* BEGIN Quoted passage *

Time-of-flight analysis of a continuous beam of ions by a detector array
Abstract
Systems and methods are provided for time-of-flight analysis of a continuous beam of ions by a detector array. A sample is ionized using an ion source to produce a continuous beam of ions. An electric field is applied to the continuous beam of ions using an accelerator to produce an accelerated beam of ions. A rotating magnetic and/or electric field is applied to the accelerated beam to separate ions with different mass-to-charge ratios over an area of a two-dimensional detector using a deflector located between the accelerator and the two-dimensional detector. An arrival time and a two-dimensional arrival position of each ion of the accelerated beam are recorded using the two-dimensional detector. Alternatively, an electric field that is periodic with time is applied in order to sweep the accelerated beam over a periodically repeating path on the two-dimensional rectangular detector.
Claims
exact text as granted — not AI-modifiedWhat is claimed is:
1. A time-of-flight mass (TOF) spectrometer for analyzing a continuous beam of ions that optimizes the utilization of the area of a rectangular detector, comprising:
an ion source that ionizes a sample producing a continuous beam of ions;
a mass filter that receives the continuous beam and admits ions with a desired range of mass-to-charge ratios and blocks ions outside the desired range producing a filtered beam of ions;
an accelerator that receives the filtered beam and applies an electric field to the continuous beam of ions producing an accelerated beam of ions;
a two-dimensional rectangular detector that records an arrival time and a two-dimensional arrival position of each ion in the accelerated beam; and
a deflector located between the accelerator and the two-dimensional rectangular detector that receives the accelerated beam and applies an electric field that is periodic with time to the accelerated beam in order to sweep the accelerated beam over a periodically repeating path on the two-dimensional rectangular detector,
wherein the repeat period is set to the difference in the times required for ions with the highest and lowest mass-to-charge ratios in the filtered beam to travel from the deflector to the two-dimensional rectangular detector and
wherein the path has a maximum length among all paths that satisfies the following constraint:
for any point x on the two-dimensional rectangular detector, the intersection between a circular region of diameter s centered about x and the path contains no more than one segment, where s denotes the diameter of the accelerated beam's cross section measured at the two-dimensional rectangular detector.
2. The TOF mass spectrometer of claim 1 , wherein the path comprises a raster pattern.
3. The TOF mass spectrometer of claim 1 , wherein the path comprises at least two parallel rows and each row is connected to an adjacent row by a semi-circular arc.

* END Quoted passage *
* BEGIN Excerpted data *

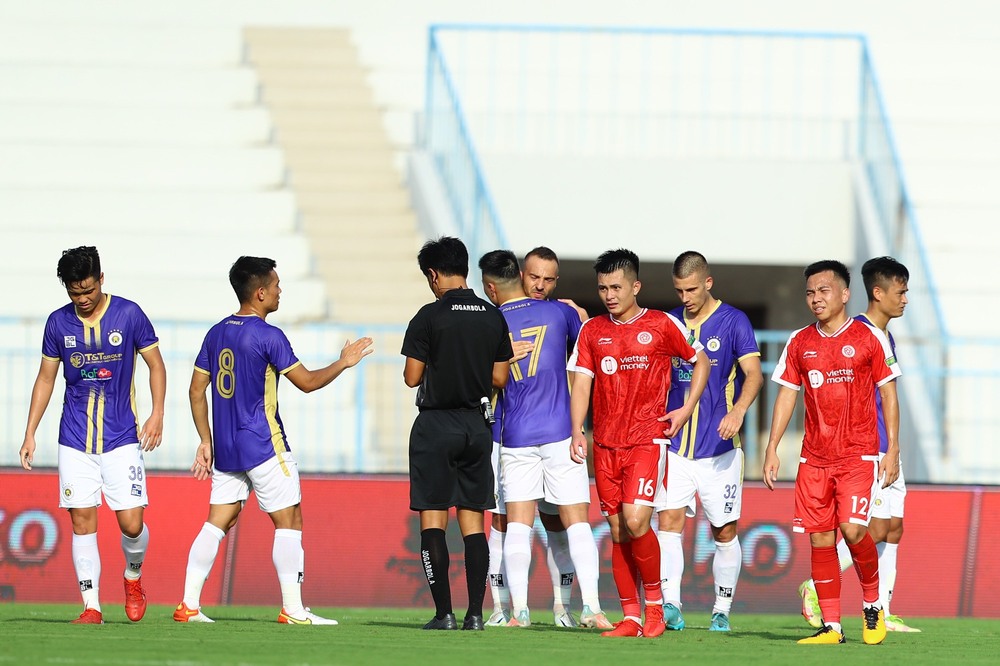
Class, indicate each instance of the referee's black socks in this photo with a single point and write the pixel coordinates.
(434, 559)
(477, 566)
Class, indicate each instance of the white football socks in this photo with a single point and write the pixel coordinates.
(87, 563)
(671, 565)
(844, 554)
(561, 569)
(289, 562)
(201, 557)
(134, 549)
(726, 569)
(587, 562)
(517, 560)
(498, 587)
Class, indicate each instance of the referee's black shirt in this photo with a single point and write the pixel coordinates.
(458, 338)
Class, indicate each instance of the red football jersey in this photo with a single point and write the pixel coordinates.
(838, 372)
(630, 365)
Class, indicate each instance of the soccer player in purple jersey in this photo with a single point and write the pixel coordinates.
(539, 278)
(96, 337)
(533, 430)
(886, 282)
(705, 456)
(245, 447)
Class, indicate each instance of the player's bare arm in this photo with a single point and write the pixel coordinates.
(676, 419)
(413, 372)
(41, 392)
(151, 433)
(888, 468)
(202, 466)
(579, 403)
(308, 381)
(784, 405)
(752, 383)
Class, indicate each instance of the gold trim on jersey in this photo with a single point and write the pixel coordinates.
(271, 414)
(88, 445)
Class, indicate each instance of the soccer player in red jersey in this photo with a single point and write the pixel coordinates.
(836, 362)
(625, 359)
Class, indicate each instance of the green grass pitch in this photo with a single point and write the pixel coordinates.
(41, 634)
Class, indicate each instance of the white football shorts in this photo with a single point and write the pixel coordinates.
(275, 481)
(120, 474)
(544, 472)
(889, 502)
(717, 482)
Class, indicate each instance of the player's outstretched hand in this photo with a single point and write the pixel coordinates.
(578, 448)
(521, 349)
(27, 453)
(202, 466)
(770, 471)
(151, 434)
(353, 352)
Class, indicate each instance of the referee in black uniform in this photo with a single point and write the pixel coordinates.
(457, 349)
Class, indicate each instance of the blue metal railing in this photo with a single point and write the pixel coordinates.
(446, 137)
(680, 93)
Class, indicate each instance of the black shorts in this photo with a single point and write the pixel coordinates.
(450, 461)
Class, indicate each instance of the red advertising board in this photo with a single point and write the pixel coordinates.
(362, 544)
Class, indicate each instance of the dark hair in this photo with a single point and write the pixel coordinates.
(881, 271)
(79, 263)
(542, 252)
(501, 266)
(248, 274)
(838, 268)
(690, 262)
(446, 255)
(618, 260)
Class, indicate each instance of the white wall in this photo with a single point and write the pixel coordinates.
(786, 213)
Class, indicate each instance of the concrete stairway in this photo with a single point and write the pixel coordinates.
(354, 208)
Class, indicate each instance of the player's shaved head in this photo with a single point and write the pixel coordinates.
(501, 267)
(77, 264)
(618, 260)
(837, 267)
(248, 274)
(882, 272)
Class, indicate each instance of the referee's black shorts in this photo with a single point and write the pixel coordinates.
(450, 461)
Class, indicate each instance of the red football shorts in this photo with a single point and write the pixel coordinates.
(825, 497)
(628, 475)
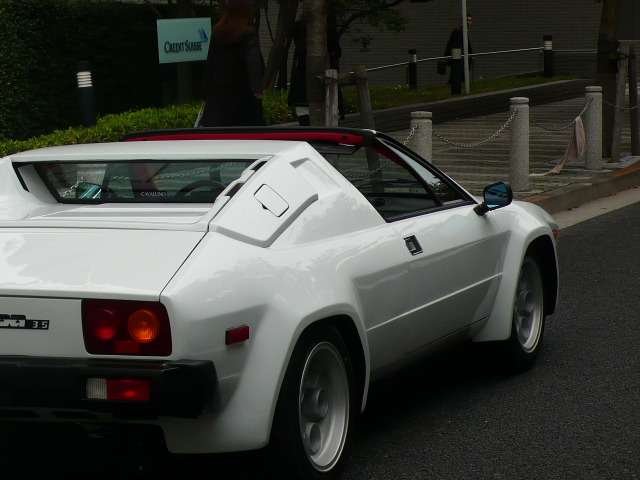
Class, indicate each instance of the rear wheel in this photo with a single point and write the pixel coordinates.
(519, 352)
(316, 409)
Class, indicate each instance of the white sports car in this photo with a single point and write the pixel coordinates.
(241, 288)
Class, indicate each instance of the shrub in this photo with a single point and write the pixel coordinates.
(111, 128)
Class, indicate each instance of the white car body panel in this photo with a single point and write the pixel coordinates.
(306, 248)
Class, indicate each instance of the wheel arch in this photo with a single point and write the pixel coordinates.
(346, 325)
(539, 244)
(543, 250)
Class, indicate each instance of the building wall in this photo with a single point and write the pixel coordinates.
(498, 25)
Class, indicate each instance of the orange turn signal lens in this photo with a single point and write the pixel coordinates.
(143, 326)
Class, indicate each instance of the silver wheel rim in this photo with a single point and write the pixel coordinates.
(323, 406)
(528, 310)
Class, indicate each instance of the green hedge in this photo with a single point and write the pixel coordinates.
(41, 43)
(111, 128)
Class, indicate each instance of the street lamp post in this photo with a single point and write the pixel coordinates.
(465, 46)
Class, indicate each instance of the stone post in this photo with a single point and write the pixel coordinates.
(593, 128)
(422, 140)
(519, 155)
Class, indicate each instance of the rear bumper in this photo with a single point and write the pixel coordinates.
(178, 388)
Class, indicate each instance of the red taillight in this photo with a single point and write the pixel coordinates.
(143, 325)
(121, 327)
(237, 335)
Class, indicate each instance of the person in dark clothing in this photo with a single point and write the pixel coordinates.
(455, 49)
(234, 70)
(297, 98)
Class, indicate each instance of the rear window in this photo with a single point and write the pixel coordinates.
(172, 181)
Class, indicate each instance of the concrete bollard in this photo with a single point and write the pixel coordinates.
(593, 128)
(422, 140)
(86, 94)
(519, 155)
(413, 69)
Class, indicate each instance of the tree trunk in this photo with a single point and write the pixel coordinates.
(607, 69)
(279, 49)
(315, 14)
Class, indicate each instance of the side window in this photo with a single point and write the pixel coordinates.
(444, 192)
(392, 188)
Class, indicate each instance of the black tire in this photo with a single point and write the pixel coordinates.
(514, 356)
(286, 454)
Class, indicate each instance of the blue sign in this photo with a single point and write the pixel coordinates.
(183, 39)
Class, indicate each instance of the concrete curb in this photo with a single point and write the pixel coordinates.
(578, 194)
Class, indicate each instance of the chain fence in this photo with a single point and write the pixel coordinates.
(616, 107)
(411, 134)
(494, 136)
(562, 127)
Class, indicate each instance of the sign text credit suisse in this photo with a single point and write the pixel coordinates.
(186, 46)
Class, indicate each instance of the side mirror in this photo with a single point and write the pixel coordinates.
(496, 196)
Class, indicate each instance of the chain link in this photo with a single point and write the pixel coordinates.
(627, 109)
(562, 128)
(412, 133)
(494, 136)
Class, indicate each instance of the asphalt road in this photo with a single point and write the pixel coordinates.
(575, 415)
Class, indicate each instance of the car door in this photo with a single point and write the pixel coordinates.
(455, 256)
(451, 257)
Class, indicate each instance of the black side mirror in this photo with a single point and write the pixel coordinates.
(496, 196)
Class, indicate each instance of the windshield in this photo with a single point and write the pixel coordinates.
(168, 181)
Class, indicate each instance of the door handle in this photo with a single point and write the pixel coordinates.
(413, 245)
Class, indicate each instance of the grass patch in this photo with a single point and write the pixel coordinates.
(388, 97)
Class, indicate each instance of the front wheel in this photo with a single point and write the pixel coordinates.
(519, 352)
(316, 409)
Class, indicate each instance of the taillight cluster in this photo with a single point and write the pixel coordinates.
(122, 327)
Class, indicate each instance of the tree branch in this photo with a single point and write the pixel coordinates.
(153, 8)
(363, 13)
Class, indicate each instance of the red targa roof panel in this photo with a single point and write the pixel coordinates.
(319, 136)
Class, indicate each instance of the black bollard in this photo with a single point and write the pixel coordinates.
(548, 56)
(86, 95)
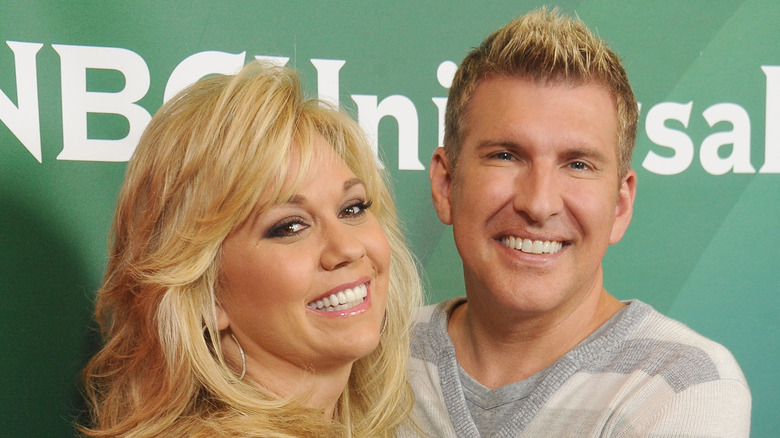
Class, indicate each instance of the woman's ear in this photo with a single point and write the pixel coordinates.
(223, 321)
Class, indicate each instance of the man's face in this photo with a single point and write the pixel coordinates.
(535, 200)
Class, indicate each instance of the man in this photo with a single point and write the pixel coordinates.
(535, 178)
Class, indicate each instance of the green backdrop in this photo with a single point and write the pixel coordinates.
(78, 82)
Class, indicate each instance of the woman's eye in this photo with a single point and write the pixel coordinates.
(287, 228)
(356, 209)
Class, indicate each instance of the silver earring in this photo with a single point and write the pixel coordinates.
(243, 357)
(384, 324)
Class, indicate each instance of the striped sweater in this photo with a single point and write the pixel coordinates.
(640, 375)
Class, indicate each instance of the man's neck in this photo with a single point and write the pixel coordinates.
(497, 352)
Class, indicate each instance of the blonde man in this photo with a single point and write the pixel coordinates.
(535, 178)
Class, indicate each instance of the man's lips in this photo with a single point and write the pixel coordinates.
(532, 246)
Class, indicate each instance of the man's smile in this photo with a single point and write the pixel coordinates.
(532, 246)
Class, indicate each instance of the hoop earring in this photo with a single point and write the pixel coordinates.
(384, 324)
(243, 357)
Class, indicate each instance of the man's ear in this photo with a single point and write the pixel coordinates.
(624, 208)
(440, 174)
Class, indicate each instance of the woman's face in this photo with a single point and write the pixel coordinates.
(305, 282)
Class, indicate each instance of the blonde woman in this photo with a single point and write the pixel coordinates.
(250, 289)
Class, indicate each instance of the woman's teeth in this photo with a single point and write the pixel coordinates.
(343, 300)
(532, 246)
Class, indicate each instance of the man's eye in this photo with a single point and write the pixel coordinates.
(579, 165)
(355, 210)
(286, 228)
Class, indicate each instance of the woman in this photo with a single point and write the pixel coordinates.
(249, 290)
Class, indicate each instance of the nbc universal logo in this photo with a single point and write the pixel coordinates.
(673, 151)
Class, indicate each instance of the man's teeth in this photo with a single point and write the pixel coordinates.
(532, 246)
(343, 300)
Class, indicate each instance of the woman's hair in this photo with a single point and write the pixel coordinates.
(203, 163)
(544, 47)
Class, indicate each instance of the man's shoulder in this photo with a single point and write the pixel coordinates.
(662, 344)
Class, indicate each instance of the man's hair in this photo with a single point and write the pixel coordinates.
(209, 157)
(545, 47)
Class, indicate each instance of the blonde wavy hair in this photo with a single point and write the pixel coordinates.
(202, 164)
(546, 47)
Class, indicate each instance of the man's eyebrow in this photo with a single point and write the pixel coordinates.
(587, 152)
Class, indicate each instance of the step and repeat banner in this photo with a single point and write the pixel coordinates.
(80, 80)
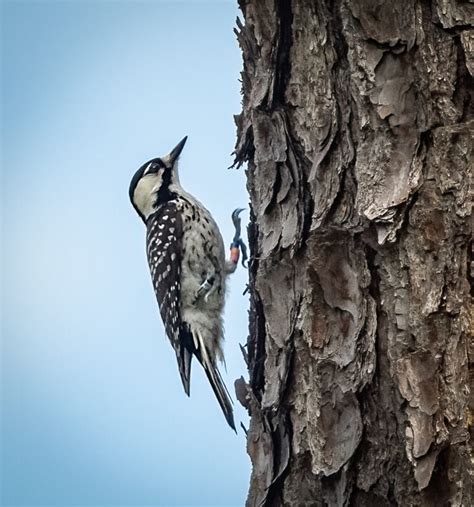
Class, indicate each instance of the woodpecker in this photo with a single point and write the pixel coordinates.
(188, 268)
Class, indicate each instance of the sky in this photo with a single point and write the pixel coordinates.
(92, 408)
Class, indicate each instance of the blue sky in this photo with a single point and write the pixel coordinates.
(93, 412)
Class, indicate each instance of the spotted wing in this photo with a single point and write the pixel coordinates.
(164, 247)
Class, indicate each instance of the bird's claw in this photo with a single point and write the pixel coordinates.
(237, 243)
(205, 289)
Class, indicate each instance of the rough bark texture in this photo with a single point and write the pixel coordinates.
(357, 128)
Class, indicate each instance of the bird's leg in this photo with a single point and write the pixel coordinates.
(237, 245)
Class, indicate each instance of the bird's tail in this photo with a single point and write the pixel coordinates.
(184, 356)
(217, 384)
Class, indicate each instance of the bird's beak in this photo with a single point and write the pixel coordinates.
(175, 152)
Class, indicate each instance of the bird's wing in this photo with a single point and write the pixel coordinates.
(164, 252)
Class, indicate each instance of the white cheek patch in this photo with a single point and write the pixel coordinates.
(144, 194)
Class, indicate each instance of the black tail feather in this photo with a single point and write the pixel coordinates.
(222, 395)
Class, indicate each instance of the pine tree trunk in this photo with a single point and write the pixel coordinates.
(357, 127)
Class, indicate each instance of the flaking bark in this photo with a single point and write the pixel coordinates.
(357, 129)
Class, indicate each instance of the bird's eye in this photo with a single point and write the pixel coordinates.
(151, 168)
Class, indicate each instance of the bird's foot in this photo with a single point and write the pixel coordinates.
(237, 244)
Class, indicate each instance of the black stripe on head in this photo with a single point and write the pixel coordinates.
(153, 166)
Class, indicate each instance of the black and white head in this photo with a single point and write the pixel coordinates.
(155, 182)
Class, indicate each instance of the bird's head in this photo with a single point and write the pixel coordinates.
(155, 182)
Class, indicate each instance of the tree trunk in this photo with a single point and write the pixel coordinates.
(357, 128)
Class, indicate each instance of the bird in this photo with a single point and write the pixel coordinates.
(186, 257)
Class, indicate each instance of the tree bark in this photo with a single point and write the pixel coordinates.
(357, 128)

* END Excerpted data *

Exercise requirements - In the time-of-flight spectrometer text, what connects each row of the path to an adjacent row in claim 3?

The output - A semi-circular arc.